* What you will do: Please rewrite the data below as a two-column CSV with the headers input and output, one row for each piece of data: its text under input and its answer under output, with every field in quotes and line breaks replaced by spaces. Leave the pictures out.

• • • •

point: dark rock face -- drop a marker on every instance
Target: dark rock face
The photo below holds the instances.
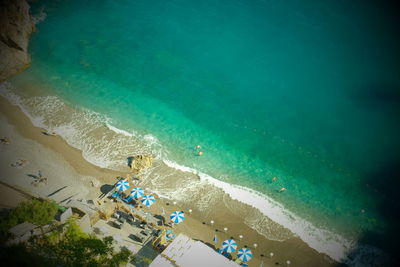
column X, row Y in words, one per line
column 16, row 26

• • • •

* Task output:
input,output
"point: dark rock face -- drop a marker on every instance Target: dark rock face The photo below holds the instances. column X, row Y in words, one per line","column 16, row 26"